▶ DOCUMENT PASSAGE:
==*==
Why are old computers so comfy?

Why are old computers so comfy?
(pic related is my powerbook g4)

Why are you running Tiger instead of PPC Debian for security and more up to date packages than that piece of shit?

It's Leopard. I've already tried PPC Debian also, and it's a huge hassle to set up (on my powerbook at least), so I just stuck with Leopard

Really old computers are not comfy. They're a pain in the butt to use.

But around the mid 2000s computers got very comfy with Windows XP and Mac OS X. These operating systems were very powerful and flexible, but also simple enough for a person to get to the point where they felt like they were in near total control of the OS.

Ubuntu was very comfy as well up until the switch to Unity.

Vista was the start of the gimmicks for Microsoft. Somewhere in the late 2010s Apple started having shorter and shorter support periods for their software (I'm not too up on Apple history).

Win 7 can be considered comfy, I suppose. But it's too messy in places for my taste. The control panel is unintuitive and the file permissions system is terrible.

Right now, without looking it up can you get to the Virtual Memory management window in Windows 7 without having a misclick along the way to get there?

I could do it every time in Windows XP but I can never quite remember exactly where it is in 7. I always end up in the wrong place for a few seconds before I get there.

>no QE

DOS and win9x were great.

I do have QE, but I just tweaked the OS a bit to make it faster

DOS was good. Windows 95 through ME were headaches and people are too nostalgic for them.
==*==
▶ PROVIDED INFORMATION:
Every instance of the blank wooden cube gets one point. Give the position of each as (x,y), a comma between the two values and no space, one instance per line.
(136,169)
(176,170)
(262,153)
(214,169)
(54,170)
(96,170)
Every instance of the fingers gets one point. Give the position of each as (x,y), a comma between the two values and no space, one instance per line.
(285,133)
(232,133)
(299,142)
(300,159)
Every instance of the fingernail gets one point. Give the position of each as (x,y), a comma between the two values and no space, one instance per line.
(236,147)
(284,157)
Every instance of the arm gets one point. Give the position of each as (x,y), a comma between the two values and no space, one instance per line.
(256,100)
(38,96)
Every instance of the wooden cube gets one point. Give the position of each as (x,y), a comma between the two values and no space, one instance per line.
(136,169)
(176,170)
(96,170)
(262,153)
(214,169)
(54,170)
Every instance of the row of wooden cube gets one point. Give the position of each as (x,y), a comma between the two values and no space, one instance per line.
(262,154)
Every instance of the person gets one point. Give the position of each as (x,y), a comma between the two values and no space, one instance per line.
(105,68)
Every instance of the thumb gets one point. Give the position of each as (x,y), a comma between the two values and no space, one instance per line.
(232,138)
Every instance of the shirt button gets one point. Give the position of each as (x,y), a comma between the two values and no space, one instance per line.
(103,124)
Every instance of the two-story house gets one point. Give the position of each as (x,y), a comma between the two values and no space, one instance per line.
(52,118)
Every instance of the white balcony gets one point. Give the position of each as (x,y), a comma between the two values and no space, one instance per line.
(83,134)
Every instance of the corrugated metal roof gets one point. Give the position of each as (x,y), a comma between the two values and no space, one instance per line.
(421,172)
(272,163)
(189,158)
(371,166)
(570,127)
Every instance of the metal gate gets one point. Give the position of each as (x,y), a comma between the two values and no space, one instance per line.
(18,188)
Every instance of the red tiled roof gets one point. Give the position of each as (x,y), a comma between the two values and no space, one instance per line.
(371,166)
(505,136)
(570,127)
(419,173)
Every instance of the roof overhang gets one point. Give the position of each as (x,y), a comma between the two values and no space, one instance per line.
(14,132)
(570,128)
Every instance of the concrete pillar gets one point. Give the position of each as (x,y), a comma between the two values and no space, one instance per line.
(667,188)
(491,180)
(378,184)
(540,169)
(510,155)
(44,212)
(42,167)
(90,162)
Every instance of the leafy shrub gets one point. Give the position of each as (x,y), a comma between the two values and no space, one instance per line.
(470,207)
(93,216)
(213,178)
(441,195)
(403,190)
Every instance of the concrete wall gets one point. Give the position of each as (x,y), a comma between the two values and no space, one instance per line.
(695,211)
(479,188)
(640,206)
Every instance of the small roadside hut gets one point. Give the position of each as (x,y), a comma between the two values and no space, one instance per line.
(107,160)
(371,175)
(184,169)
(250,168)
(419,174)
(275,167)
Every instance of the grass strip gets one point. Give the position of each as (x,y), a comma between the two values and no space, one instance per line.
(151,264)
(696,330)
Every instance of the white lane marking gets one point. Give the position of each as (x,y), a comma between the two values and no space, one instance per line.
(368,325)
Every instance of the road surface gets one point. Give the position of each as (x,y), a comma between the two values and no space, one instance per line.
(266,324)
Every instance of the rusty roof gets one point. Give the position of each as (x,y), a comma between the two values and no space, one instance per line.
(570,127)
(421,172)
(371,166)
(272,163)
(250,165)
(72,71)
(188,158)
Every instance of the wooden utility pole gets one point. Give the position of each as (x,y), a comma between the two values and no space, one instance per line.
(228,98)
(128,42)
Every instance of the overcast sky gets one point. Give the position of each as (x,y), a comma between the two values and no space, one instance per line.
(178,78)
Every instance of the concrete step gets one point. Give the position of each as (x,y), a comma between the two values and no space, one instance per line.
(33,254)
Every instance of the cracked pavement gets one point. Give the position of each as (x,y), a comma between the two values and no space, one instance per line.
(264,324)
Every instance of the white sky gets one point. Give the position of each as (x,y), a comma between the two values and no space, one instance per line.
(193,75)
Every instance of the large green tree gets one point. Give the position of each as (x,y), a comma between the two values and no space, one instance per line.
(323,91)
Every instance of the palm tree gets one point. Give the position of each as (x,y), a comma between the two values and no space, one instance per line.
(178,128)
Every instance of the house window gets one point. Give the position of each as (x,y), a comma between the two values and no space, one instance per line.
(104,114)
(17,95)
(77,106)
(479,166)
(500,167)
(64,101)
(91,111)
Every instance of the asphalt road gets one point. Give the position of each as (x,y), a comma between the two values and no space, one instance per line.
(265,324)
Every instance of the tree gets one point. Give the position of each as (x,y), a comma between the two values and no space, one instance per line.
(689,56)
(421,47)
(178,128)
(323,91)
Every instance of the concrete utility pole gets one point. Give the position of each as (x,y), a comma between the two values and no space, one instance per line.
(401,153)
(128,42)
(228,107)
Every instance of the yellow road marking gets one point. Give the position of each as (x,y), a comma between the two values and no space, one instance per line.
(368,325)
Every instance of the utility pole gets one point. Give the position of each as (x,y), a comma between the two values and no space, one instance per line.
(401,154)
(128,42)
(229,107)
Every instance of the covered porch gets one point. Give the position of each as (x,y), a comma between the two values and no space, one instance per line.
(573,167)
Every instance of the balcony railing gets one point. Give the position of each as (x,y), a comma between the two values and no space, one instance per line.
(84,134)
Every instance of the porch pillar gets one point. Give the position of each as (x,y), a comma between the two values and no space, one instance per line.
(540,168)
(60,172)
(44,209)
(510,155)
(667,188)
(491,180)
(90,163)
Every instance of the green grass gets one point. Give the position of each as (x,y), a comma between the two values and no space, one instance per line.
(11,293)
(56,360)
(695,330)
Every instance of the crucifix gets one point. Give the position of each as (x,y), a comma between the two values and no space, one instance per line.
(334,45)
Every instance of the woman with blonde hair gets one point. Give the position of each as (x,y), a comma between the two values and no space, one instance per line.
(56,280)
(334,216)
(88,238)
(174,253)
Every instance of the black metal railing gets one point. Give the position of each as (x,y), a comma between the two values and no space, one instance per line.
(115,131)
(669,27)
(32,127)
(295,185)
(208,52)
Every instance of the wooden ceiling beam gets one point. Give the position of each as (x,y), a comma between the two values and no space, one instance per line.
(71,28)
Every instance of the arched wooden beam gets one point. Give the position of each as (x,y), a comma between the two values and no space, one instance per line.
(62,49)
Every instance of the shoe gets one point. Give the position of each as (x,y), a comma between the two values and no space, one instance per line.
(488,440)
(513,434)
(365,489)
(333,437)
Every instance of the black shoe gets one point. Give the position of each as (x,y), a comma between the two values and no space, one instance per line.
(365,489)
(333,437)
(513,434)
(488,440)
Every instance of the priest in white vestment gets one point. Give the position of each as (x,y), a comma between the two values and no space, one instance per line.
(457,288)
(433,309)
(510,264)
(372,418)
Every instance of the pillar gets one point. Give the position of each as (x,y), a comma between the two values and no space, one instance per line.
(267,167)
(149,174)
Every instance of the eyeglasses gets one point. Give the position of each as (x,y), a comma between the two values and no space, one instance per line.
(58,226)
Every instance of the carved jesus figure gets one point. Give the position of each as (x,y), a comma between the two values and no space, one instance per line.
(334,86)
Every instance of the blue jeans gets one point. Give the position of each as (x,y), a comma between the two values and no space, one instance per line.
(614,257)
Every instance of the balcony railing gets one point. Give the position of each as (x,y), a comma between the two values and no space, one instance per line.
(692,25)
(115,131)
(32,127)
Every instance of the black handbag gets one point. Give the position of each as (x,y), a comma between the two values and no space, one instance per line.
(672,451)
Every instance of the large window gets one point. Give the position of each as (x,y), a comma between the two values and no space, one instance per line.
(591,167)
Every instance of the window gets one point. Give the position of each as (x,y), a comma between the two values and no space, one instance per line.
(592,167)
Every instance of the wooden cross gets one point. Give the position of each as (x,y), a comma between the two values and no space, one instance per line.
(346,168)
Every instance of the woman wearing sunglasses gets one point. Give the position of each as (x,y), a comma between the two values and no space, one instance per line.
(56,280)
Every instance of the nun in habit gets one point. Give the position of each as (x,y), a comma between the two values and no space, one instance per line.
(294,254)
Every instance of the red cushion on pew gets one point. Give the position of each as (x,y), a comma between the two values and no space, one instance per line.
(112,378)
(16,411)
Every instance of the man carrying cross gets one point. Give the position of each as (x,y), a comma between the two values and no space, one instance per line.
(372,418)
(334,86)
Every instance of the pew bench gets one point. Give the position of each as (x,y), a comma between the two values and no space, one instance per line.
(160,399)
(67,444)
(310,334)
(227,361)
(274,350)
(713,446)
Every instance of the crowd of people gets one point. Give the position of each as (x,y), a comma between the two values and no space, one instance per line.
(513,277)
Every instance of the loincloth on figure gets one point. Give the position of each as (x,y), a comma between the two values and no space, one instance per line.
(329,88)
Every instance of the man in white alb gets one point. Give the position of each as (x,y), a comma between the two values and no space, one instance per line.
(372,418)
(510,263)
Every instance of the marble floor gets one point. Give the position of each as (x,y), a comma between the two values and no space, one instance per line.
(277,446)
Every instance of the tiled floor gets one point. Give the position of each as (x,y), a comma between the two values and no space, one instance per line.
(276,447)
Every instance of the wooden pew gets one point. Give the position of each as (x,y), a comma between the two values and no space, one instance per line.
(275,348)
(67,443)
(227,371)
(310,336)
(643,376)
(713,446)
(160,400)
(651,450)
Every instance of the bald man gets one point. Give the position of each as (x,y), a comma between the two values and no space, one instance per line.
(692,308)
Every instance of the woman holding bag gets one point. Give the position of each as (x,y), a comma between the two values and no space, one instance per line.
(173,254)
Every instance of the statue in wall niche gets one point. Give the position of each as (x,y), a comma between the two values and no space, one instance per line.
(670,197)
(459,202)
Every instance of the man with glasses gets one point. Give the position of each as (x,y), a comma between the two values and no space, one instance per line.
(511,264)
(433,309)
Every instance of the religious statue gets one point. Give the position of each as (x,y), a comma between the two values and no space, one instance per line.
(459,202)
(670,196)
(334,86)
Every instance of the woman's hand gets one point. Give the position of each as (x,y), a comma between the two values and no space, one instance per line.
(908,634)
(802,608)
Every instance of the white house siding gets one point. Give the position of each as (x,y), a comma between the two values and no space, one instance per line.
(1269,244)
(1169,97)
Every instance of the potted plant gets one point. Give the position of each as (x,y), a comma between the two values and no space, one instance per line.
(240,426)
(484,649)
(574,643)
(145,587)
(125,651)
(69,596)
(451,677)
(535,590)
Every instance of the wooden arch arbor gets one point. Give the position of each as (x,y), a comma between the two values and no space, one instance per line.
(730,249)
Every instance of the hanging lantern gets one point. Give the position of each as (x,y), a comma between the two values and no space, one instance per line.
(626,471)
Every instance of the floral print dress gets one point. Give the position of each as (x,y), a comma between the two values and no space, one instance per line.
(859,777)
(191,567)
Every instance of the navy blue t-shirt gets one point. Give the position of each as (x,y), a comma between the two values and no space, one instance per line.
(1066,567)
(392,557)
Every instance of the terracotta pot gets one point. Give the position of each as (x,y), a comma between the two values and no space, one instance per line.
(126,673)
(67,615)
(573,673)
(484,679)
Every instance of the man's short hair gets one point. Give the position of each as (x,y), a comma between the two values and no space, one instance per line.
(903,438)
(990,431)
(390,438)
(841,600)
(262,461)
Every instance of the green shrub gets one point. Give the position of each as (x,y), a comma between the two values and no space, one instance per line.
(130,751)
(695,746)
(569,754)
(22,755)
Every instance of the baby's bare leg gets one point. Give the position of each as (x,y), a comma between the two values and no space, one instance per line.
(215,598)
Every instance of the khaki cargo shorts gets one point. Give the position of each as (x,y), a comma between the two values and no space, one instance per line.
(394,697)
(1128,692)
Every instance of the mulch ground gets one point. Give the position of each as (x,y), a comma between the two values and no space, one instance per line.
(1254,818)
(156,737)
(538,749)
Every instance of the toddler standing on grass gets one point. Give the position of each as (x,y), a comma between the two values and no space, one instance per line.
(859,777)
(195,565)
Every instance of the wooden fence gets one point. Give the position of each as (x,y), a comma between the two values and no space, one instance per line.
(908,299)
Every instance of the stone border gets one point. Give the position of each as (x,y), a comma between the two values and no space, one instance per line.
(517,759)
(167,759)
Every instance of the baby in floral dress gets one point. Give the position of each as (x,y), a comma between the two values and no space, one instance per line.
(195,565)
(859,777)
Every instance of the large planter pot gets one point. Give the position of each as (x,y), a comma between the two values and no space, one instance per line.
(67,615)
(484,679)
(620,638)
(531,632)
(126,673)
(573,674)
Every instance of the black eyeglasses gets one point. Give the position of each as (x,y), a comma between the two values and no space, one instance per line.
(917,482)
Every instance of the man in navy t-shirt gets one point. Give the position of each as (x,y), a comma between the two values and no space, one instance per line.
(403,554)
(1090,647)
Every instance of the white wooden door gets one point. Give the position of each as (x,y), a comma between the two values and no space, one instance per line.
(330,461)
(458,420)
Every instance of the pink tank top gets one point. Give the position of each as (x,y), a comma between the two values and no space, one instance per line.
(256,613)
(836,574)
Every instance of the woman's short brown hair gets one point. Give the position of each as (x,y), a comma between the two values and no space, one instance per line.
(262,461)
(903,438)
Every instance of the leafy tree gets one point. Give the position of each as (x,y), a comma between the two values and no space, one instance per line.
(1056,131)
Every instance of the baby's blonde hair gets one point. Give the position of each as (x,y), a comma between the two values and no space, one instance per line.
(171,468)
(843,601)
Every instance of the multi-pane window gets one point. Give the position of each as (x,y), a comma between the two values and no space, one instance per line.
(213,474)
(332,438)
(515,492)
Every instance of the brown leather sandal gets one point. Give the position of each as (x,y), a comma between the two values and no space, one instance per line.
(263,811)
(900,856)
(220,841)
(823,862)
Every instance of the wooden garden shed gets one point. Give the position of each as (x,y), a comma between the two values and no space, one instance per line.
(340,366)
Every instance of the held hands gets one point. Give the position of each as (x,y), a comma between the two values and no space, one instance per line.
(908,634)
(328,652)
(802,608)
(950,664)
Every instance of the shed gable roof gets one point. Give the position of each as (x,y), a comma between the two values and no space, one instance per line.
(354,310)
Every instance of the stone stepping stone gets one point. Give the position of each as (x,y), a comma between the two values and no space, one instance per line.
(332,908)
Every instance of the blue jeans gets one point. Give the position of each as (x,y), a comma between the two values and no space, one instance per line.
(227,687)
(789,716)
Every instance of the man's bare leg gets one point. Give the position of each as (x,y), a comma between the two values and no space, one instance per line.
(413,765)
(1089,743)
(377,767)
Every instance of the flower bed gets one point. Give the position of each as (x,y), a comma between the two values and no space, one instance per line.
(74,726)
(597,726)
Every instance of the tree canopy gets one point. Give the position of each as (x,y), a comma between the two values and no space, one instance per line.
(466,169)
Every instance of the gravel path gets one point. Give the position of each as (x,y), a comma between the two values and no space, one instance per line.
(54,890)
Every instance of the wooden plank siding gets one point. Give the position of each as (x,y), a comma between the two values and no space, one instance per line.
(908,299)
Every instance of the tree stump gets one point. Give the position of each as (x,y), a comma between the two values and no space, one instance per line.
==*==
▶ PROBLEM TO WORK ON: Rewrite the passage of the old-computers thread starting at "But around the" and ending at "switch to Unity.", and replace "Windows XP" with "Windows 2000".

▶ RESPONSE BOX:
But around the mid 2000s computers got very comfy with Windows 2000 and Mac OS X. These operating systems were very powerful and flexible, but also simple enough for a person to get to the point where they felt like they were in near total control of the OS.

Ubuntu was very comfy as well up until the switch to Unity.